- Описание задания
Ответьте по отрывку:
1. Кто провел панорамный анализ творчества западноевропейских историков от Бокля до Хантингтона?
2. Кто автор обзора историко-философских взглядов ведущих историков XX века?
3. К какому времени в православной России и либеральной Европе уже очень разошлись толкования свободы и личности?

--- Отрывок ---

Россия и русские в мировой истории - Наталия Нарочницкая
Шрифт:
Интервал:
Закладка:
Если не враждебность, то равнодушие к иным культурам, незнание культурного наследия внутри самого христианства пронизывают западноевропейское историческое мышление в Новое и Новейшее время от Бокля, Гизо и де Мэстра до Тойнби, Броделя и Хантингтона, что демонстрирует панорамный анализ их творчества старейшиной сербской исторической науки Милорадом Экмечичем, сделанный вполне с позиций идеалистического толкования европейского гуманизма[57]. Обзор историко-философских взглядов ведущих историков XX века Эрнста Нольте также показывает исключительный европоцентризм как автора обзора, так и рассматриваемых им мыслителей, равно свойственный обличителям фаустовского «заката» и энтузиастам постмодерна[58]. Сколько бы русские умы ни переживали дилемму, в православной России и в либеральной Европе к концу XIX века уже очень разошлись толкования свободы, личности, позитивного права с его холодным юридизмом в либеральном обществе и склонности к естественному праву на основе тождества греха и преступления в православной цивилизации, смысла принятия Европой и отторжения Россией ростовщичества как равночестной производительному труду основе экономической деятельности.

--- Извлечённые данные ---

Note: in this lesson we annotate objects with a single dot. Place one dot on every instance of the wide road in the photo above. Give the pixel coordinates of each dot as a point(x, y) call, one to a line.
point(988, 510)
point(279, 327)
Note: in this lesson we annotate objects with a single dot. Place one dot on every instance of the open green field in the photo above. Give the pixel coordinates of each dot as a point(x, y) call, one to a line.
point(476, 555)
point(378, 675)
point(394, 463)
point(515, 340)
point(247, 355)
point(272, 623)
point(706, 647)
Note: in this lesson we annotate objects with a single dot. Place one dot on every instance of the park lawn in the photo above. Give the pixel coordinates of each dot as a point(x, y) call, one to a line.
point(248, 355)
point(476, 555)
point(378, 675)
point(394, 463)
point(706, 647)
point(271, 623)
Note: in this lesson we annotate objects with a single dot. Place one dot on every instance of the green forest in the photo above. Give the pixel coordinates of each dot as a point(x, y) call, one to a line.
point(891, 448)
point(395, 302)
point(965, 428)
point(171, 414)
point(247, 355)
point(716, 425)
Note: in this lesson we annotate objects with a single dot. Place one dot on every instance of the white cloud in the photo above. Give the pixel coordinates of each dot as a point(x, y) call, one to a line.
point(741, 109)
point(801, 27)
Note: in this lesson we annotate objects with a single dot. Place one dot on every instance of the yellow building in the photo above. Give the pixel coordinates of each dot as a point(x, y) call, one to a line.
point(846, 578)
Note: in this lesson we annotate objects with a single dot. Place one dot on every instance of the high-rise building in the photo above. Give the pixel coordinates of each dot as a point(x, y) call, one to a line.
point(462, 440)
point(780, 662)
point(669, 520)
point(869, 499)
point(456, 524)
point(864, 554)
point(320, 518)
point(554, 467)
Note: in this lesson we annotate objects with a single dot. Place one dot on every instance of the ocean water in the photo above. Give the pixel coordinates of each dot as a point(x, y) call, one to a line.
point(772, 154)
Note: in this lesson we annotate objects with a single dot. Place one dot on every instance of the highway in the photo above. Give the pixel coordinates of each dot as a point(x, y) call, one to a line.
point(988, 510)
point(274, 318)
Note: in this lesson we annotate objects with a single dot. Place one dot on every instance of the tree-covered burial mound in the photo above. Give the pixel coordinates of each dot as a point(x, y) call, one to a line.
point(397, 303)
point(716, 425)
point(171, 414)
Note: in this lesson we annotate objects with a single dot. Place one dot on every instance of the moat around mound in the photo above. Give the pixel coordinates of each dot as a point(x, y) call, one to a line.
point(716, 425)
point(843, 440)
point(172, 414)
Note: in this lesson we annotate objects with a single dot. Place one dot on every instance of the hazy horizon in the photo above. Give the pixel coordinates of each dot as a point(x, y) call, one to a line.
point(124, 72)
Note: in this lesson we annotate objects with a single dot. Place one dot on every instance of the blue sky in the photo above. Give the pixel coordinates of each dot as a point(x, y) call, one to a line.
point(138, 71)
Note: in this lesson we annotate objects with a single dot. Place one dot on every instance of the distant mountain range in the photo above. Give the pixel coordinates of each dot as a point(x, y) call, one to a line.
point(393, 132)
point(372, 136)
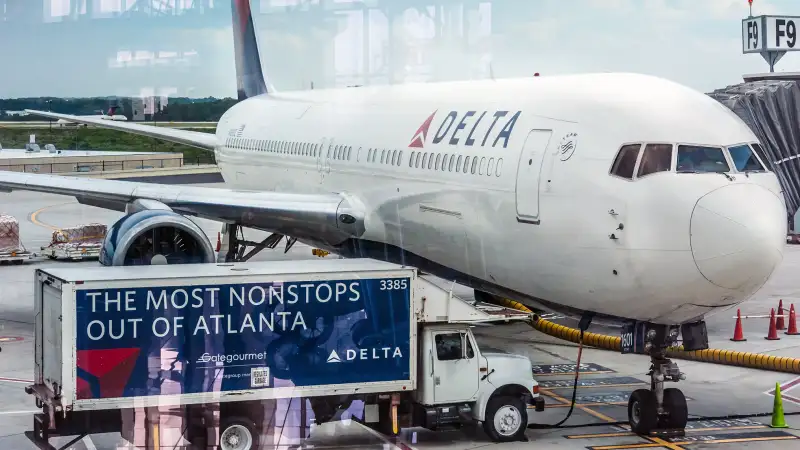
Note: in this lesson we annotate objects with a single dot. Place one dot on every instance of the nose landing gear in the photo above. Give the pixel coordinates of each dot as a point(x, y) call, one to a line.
point(658, 410)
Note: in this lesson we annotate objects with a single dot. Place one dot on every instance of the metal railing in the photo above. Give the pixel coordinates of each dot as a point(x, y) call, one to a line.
point(107, 166)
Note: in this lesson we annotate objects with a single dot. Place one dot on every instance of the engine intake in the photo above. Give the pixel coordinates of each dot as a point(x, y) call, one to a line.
point(152, 237)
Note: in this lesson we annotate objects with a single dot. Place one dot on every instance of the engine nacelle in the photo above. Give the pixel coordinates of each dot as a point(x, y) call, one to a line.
point(155, 236)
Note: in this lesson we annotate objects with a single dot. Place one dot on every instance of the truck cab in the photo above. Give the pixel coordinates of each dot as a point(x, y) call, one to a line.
point(457, 381)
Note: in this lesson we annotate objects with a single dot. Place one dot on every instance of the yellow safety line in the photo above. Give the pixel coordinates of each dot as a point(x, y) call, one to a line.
point(605, 342)
point(627, 446)
point(664, 443)
point(688, 430)
point(735, 440)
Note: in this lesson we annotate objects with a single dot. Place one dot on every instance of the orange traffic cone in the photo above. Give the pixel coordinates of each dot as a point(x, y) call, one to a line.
point(780, 324)
point(792, 331)
point(738, 334)
point(773, 332)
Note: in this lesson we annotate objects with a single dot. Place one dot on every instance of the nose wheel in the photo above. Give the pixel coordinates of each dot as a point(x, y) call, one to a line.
point(659, 410)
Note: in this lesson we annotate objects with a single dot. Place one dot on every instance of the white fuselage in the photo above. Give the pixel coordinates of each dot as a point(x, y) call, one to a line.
point(536, 217)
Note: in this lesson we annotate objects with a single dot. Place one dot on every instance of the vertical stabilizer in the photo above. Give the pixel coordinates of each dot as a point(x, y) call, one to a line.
point(249, 76)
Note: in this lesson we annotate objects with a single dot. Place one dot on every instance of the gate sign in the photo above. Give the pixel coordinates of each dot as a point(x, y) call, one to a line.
point(781, 33)
point(770, 34)
point(752, 38)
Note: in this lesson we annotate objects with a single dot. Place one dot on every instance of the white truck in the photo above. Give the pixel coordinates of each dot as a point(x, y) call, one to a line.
point(239, 335)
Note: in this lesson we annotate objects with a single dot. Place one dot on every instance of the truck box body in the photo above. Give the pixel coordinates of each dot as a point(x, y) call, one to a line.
point(117, 337)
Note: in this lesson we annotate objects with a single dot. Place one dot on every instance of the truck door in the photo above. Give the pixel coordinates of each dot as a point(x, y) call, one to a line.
point(528, 174)
point(455, 368)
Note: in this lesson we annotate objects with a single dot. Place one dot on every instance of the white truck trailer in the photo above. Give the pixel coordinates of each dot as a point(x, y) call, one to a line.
point(237, 335)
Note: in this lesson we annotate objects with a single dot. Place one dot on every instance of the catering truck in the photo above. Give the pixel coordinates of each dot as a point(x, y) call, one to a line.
point(237, 336)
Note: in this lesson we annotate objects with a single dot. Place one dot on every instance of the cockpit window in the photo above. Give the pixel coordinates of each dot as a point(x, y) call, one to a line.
point(626, 161)
point(656, 158)
point(695, 158)
point(760, 152)
point(744, 159)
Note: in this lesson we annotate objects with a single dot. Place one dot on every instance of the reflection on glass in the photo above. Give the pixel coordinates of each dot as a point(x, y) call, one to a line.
point(696, 158)
point(744, 159)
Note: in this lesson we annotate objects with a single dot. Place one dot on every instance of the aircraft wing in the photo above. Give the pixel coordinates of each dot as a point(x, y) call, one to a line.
point(198, 139)
point(330, 218)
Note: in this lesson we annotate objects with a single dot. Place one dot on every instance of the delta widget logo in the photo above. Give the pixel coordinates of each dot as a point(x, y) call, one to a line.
point(418, 141)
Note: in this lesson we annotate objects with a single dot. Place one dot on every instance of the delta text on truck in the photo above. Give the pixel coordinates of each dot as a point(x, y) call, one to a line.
point(234, 335)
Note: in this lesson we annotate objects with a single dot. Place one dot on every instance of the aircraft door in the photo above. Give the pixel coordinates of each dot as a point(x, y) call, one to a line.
point(528, 173)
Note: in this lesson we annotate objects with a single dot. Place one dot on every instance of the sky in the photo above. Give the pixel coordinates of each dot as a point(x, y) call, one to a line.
point(694, 42)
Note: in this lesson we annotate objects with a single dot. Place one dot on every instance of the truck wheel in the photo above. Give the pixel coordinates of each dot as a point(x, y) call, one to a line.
point(506, 419)
point(237, 433)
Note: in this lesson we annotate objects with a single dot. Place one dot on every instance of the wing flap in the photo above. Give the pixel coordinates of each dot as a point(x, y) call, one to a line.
point(329, 217)
point(206, 141)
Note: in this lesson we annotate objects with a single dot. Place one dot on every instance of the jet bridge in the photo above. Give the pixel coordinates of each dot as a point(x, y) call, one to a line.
point(770, 105)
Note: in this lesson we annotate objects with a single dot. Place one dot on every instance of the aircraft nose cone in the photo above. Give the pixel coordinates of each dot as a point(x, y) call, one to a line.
point(738, 233)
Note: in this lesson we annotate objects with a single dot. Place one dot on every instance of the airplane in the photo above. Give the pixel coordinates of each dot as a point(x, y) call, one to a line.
point(111, 115)
point(615, 196)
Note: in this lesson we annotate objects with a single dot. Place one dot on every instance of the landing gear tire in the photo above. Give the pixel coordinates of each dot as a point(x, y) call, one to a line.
point(675, 409)
point(506, 419)
point(237, 433)
point(643, 411)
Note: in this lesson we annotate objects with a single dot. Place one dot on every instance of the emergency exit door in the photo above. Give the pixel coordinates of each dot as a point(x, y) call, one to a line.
point(528, 174)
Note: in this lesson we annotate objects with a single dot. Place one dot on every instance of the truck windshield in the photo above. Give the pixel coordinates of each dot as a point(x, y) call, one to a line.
point(744, 159)
point(695, 158)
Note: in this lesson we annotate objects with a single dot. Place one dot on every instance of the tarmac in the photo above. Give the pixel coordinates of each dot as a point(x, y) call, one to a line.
point(719, 396)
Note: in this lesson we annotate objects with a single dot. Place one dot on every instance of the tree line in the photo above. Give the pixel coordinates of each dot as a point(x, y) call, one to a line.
point(177, 109)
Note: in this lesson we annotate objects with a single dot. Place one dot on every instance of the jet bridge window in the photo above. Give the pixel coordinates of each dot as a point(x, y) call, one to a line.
point(761, 155)
point(656, 158)
point(450, 347)
point(744, 159)
point(625, 163)
point(696, 158)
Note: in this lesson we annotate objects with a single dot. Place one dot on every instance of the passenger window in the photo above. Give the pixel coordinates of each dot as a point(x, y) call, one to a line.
point(761, 155)
point(744, 159)
point(695, 158)
point(626, 161)
point(656, 158)
point(449, 347)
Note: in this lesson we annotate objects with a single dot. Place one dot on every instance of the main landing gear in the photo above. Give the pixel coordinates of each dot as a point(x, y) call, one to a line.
point(660, 410)
point(233, 245)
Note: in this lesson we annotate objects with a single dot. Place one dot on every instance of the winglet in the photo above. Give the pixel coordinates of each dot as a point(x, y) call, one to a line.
point(250, 79)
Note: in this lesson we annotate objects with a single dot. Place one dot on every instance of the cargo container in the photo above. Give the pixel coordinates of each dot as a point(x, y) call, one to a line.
point(235, 335)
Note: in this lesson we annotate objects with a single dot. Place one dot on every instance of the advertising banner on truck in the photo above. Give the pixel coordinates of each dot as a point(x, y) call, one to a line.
point(228, 337)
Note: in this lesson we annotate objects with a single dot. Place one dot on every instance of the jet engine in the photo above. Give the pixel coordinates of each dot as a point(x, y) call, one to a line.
point(155, 236)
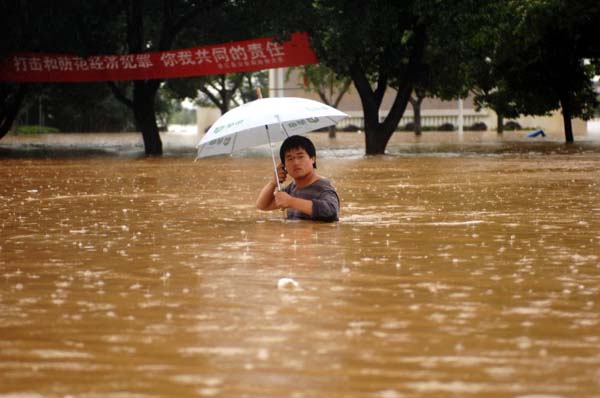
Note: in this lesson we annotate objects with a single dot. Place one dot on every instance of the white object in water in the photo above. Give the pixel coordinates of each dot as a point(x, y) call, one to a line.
point(287, 284)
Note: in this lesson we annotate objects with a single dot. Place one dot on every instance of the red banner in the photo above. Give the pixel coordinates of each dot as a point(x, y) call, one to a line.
point(242, 56)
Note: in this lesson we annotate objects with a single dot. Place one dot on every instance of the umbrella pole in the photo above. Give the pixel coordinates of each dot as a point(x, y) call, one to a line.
point(273, 158)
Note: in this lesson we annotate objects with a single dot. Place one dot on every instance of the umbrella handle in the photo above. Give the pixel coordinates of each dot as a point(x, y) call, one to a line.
point(273, 158)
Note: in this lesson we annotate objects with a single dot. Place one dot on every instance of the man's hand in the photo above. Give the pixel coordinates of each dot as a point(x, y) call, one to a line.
point(281, 173)
point(283, 200)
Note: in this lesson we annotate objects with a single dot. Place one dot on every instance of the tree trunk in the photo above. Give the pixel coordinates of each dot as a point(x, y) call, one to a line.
point(566, 108)
point(144, 94)
point(500, 123)
point(416, 104)
point(11, 104)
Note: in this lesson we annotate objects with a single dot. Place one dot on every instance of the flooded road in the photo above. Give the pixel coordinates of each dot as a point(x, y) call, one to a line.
point(455, 271)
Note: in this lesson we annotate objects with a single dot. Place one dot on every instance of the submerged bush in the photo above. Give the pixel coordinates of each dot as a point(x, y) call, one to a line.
point(479, 126)
point(446, 127)
point(33, 129)
point(512, 125)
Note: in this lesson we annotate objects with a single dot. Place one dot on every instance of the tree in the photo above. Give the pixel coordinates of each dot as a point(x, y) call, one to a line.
point(386, 50)
point(545, 58)
point(325, 83)
point(154, 26)
point(221, 91)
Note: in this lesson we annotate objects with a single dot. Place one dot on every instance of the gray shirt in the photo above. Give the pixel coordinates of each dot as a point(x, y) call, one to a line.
point(326, 203)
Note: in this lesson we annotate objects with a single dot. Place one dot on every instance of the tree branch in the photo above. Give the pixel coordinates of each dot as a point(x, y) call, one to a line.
point(119, 95)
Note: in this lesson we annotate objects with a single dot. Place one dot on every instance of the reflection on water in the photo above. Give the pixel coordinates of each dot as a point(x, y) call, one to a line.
point(458, 272)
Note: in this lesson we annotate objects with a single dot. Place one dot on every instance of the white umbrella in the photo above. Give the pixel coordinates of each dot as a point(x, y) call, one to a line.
point(264, 121)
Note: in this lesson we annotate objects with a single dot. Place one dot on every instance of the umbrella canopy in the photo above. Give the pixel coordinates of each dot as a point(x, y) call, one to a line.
point(263, 121)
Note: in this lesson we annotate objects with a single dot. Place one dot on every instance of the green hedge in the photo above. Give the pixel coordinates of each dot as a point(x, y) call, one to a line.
point(25, 129)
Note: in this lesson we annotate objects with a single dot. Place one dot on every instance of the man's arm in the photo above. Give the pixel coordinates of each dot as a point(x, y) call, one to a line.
point(266, 199)
point(284, 201)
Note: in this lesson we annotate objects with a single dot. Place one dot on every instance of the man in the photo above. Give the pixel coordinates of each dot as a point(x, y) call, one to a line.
point(309, 196)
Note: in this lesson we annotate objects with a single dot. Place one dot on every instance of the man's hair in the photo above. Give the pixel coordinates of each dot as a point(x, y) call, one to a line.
point(297, 141)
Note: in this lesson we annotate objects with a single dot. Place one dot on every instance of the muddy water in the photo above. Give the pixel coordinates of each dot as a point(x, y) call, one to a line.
point(463, 271)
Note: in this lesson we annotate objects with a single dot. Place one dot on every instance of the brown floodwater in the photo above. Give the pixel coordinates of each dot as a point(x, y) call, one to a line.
point(458, 269)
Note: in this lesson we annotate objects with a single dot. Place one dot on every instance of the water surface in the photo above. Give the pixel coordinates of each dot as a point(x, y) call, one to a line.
point(458, 269)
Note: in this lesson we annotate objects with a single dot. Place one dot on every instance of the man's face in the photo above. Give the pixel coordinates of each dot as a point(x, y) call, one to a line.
point(297, 163)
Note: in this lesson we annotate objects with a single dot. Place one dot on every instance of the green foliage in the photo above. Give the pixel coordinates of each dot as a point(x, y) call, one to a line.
point(35, 129)
point(323, 81)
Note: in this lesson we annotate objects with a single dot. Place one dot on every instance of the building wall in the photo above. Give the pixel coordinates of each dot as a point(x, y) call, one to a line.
point(434, 111)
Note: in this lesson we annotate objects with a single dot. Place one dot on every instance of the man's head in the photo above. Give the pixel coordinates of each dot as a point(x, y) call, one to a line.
point(296, 142)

---

- Решение задачи
1. Милорад Экмечич, старейшина сербской исторической науки.
2. Эрнст Нольте.
3. К концу XIX века.